Point placement records
/---

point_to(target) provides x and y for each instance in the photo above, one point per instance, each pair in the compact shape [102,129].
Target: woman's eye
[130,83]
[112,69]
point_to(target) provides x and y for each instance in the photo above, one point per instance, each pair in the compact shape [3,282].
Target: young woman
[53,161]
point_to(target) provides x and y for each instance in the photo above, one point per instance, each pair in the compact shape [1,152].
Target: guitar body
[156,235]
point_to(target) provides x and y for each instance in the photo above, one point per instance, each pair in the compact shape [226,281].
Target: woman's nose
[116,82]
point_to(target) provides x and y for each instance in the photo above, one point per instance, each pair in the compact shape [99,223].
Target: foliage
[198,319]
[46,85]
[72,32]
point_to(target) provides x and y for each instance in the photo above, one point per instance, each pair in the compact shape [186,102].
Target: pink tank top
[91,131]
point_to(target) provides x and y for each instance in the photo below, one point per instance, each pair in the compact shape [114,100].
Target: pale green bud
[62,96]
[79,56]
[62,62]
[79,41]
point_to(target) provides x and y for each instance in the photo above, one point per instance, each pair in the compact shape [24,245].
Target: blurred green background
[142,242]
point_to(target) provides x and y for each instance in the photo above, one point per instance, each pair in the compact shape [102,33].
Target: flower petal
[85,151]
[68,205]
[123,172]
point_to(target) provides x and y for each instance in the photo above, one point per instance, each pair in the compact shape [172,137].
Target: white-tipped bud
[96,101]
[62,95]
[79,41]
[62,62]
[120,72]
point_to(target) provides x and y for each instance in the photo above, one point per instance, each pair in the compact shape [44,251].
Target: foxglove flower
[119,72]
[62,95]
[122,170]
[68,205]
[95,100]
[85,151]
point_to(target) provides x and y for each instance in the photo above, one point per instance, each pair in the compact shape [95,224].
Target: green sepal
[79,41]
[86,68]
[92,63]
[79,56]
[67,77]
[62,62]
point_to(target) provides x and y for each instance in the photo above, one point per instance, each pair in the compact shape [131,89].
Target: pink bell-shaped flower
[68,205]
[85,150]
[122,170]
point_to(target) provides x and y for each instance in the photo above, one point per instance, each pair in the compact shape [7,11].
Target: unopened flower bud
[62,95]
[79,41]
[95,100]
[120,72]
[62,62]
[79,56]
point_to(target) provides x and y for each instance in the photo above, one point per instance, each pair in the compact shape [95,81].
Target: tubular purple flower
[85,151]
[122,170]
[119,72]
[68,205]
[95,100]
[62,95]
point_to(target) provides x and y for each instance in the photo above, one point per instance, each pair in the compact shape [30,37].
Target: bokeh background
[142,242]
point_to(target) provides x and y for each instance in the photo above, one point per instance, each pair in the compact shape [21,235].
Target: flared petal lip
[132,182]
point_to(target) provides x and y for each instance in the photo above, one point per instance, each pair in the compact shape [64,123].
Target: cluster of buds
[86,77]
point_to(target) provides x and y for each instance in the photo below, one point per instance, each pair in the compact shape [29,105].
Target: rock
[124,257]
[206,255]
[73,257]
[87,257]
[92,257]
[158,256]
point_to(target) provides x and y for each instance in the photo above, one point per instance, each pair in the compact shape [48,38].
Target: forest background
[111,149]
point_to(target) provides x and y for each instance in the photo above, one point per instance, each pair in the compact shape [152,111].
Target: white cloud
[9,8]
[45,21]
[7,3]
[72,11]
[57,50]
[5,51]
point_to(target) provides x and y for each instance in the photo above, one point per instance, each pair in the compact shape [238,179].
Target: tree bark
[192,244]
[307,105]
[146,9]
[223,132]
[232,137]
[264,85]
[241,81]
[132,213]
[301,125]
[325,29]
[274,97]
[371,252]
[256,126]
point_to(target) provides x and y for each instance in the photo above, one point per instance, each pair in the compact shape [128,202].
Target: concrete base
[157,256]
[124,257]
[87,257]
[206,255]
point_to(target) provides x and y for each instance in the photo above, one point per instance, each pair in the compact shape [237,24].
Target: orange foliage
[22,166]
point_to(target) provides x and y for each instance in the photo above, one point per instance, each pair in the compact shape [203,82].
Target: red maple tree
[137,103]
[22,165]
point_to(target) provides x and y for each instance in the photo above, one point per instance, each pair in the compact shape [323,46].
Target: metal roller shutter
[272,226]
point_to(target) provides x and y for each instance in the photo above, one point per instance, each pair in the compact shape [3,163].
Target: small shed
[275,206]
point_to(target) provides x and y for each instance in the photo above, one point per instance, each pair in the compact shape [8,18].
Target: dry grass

\---

- [PROBLEM STATEMENT]:
Take the entries above and transcribe them exactly.

- [COMPLETE OUTPUT]:
point_to(target) provides x and y for each instance in the photo above, one point per instance, each pair in the compact shape [102,129].
Target: woman's eye
[130,83]
[112,69]
point_to(target) provides x and y for each instance in the photo above, one point per instance, each pair in the compact shape [3,282].
Target: young woman
[53,161]
point_to(target) provides x and y for each instance in the photo above, one point per instance, each pair in the compact shape [1,152].
Target: guitar body
[156,235]
point_to(target) provides x and y for each instance in the photo above, one point per instance, each pair in the compact shape [226,281].
Target: woman's nose
[116,82]
point_to(target) provides x and y for each instance in the photo above, one point per instance, each pair in the compact shape [99,223].
Target: foliage
[198,319]
[46,85]
[72,32]
point_to(target) provides x and y for each instance in the photo above, one point per instance, each pair in the compact shape [186,102].
Target: pink tank top
[91,131]
point_to(target) provides x and y for each instance in the photo below, one point per instance, each pair in the compact shape [114,100].
Target: pale green bud
[62,96]
[79,56]
[62,62]
[79,41]
point_to(target) provides x and y for each instance in the photo above, one point per instance, each pair in the compact shape [24,245].
Target: blurred green background
[142,242]
point_to(target) provides x and y for each instance in the photo above, one point per instance, each pair in the compact shape [102,33].
Target: flower petal
[85,151]
[68,205]
[123,172]
point_to(target) provides x and y for each instance in the photo above, one point per instance, each pair in the compact shape [172,137].
Target: white-tipped bud
[96,101]
[62,95]
[79,41]
[62,62]
[120,72]
point_to(target) provides x and y for each instance in the photo above, one point per instance, each pair in the compact shape [44,251].
Target: foxglove flower
[119,72]
[62,95]
[122,170]
[68,205]
[95,100]
[85,151]
point_to(target) provides x and y for each instance in the photo above, one point per instance, each pair in the compact shape [95,224].
Target: green sepal
[79,41]
[86,68]
[92,63]
[79,56]
[67,77]
[62,62]
point_to(target) provides x and y for each instance in the photo above, one point per instance, each pair in the compact shape [131,89].
Target: pink bell-shaped flower
[68,205]
[85,150]
[122,170]
point_to(target) provides x and y for each instance in the photo above, one point per instance, each pair in the compact shape [7,11].
Target: unopened flower bud
[62,95]
[79,41]
[95,100]
[120,72]
[62,62]
[79,56]
point_to(target) provides x and y for each instance in the photo above, one point per instance, each pair in the compact shape [95,81].
Target: tubular purple flower
[85,151]
[122,170]
[119,72]
[68,205]
[95,100]
[62,95]
point_to(target) provides x and y for each instance in the photo above, one point per instance, each pair in the compact shape [30,37].
Target: bokeh background
[142,242]
point_to(target) provides x and y for each instance in the photo above, one point per instance, each pair in the compact shape [21,235].
Target: flared petal lip
[132,182]
point_to(target) provides x and y for each instance in the photo above, one point per instance, each pair in the compact shape [64,123].
Target: cluster of buds
[86,77]
point_to(target) provides x and y for each instance in the photo below, one point per instance, each pair in the compact shape [29,105].
Target: rock
[124,257]
[206,255]
[73,257]
[87,257]
[92,257]
[158,256]
point_to(target) provides x and y for each instance in the photo above, one point per instance, each pair in the compact shape [48,38].
Target: forest background
[111,149]
point_to(target) provides x and y for each instance in the photo above, one point per instance, each pair in the compact shape [152,111].
Target: white cloud
[9,8]
[45,21]
[7,3]
[72,11]
[57,50]
[5,51]
point_to(target) provides x and y for each instance in the photo above, one point per instance, each pair in the compact shape [238,179].
Target: tree bark
[192,244]
[307,105]
[146,9]
[223,132]
[232,137]
[264,85]
[241,81]
[132,213]
[301,125]
[325,29]
[274,97]
[371,252]
[256,126]
point_to(target) provides x and y for each instance in the photo above, one point per instance, each pair in the compact shape [128,202].
Target: concrete base
[157,256]
[124,257]
[87,257]
[206,255]
point_to(target) provides x and y for each instance in the photo above, one point per instance, each pair in the compact shape [237,24].
Target: orange foliage
[22,166]
point_to(target) provides x and y for each instance in the photo above, one point per instance, each pair in the compact shape [203,82].
Target: red maple tree
[137,103]
[22,165]
point_to(target) provides x and y for each instance in the photo above, one point per instance, each pair in the compact shape [323,46].
Target: metal roller shutter
[272,226]
point_to(target) provides x and y for each instance in the photo above, one point per instance, each pair in the compact shape [3,163].
Target: small shed
[275,206]
point_to(target) provides x and y for each instance in the photo above, one point per instance, each pair in the compact shape [8,18].
Target: dry grass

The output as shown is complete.